SOURCE TEXT:
_ _ _ _ _ _ _

Additional Considerations

Handling Errors: Always handle errors appropriately to ensure your scraper doesn’t crash unexpectedly.

Respecting robots.txt: Check the robots.txt file of the website to ensure you’re allowed to scrape it.

Rate Limiting: Implement rate limiting to avoid overwhelming the server with requests.

User-Agent: Set a custom User-Agent header to identify your scraper , such as:

req, err := http.NewRequest("GET", url, nil)
if err != nil {
    log.Fatal(err)
}
req.Header.Set("User-Agent", "Golang_Scraper/1.0")

client := &http.Client{}
res, err := client.Do(req)
if err != nil {
    log.Fatal(err)
}
defer res.Body.Close()

// Parse the HTML as before

Advanced Techniques to Scrape Web Data with Golang

Handling Pagination

Many websites use pagination to split content across multiple pages. To scrape all the data, you need to handle pagination by making requests to each page sequentially.

Here’s an example of handling pagination:

package main

import (
    "fmt"
    "log"
    "net/http"
    "strconv"

    "github.com/PuerkitoBio/goquery"
)

func main() {
    baseURL := "https://example.com/page/"
    page := 1

    for {
        url := baseURL + strconv.Itoa(page)
        res, err := http.Get(url)
        if err != nil {
            log.Fatal(err)

_ _ _ _ _ _ _

[Dataset records]

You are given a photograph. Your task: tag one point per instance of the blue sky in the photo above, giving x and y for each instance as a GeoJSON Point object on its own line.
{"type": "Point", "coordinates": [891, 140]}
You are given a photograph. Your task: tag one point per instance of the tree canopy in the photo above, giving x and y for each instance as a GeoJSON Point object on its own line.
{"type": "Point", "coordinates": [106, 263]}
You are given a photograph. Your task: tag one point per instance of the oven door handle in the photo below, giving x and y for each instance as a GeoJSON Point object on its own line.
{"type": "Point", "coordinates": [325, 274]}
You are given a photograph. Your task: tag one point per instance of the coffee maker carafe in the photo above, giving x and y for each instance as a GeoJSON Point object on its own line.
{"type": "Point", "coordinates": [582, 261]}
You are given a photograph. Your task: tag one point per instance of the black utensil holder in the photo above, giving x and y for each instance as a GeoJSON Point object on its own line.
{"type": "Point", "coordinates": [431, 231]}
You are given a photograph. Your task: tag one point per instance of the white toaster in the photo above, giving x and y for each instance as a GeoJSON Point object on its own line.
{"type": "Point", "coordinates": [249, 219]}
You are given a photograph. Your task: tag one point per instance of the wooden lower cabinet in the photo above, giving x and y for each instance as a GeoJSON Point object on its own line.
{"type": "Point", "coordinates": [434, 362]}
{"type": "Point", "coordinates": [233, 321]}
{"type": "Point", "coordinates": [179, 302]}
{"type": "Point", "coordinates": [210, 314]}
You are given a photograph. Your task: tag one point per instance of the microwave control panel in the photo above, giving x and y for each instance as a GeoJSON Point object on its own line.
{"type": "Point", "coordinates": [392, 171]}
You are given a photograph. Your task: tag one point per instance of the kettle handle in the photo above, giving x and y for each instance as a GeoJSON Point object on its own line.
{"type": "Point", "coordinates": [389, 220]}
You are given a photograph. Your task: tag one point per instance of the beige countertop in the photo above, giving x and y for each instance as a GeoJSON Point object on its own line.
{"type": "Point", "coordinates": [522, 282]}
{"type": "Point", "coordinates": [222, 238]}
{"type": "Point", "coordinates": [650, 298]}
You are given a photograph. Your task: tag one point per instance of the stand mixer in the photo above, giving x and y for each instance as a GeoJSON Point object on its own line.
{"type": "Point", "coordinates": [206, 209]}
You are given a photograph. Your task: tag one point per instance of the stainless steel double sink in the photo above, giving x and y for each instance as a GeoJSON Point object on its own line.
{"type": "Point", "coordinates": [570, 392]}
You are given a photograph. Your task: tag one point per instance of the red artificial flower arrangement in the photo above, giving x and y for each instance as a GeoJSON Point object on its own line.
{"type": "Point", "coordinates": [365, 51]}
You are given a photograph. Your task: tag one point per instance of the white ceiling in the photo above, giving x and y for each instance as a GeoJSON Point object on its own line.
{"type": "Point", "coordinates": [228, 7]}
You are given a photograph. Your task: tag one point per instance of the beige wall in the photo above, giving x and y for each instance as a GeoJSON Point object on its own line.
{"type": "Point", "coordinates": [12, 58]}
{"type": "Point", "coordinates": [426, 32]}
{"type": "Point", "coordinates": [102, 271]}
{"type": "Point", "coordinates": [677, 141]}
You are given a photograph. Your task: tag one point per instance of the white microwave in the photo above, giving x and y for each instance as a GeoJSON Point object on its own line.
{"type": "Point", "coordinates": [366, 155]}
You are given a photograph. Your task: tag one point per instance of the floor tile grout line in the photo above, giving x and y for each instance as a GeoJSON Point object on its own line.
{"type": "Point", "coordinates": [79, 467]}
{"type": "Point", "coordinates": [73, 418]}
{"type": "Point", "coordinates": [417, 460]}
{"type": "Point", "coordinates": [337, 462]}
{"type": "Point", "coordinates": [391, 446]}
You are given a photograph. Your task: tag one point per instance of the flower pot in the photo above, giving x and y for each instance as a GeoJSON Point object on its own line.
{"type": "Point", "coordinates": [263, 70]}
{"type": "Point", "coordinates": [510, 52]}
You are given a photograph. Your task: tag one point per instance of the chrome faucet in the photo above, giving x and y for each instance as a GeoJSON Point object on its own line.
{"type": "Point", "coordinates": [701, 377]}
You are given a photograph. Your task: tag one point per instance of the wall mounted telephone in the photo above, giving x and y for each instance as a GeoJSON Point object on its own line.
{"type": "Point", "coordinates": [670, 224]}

_ _ _ _ _ _ _

BRIEF A: In the scraping text, what value does the example code give the User-Agent header?
BRIEF B: Reproduce the part of the scraping text between "Respecting robots.txt: Check" and "server with requests.", inclusive.

FINAL RESULT A: Golang_Scraper/1.0

FINAL RESULT B:
Respecting robots.txt: Check the robots.txt file of the website to ensure you’re allowed to scrape it.

Rate Limiting: Implement rate limiting to avoid overwhelming the server with requests.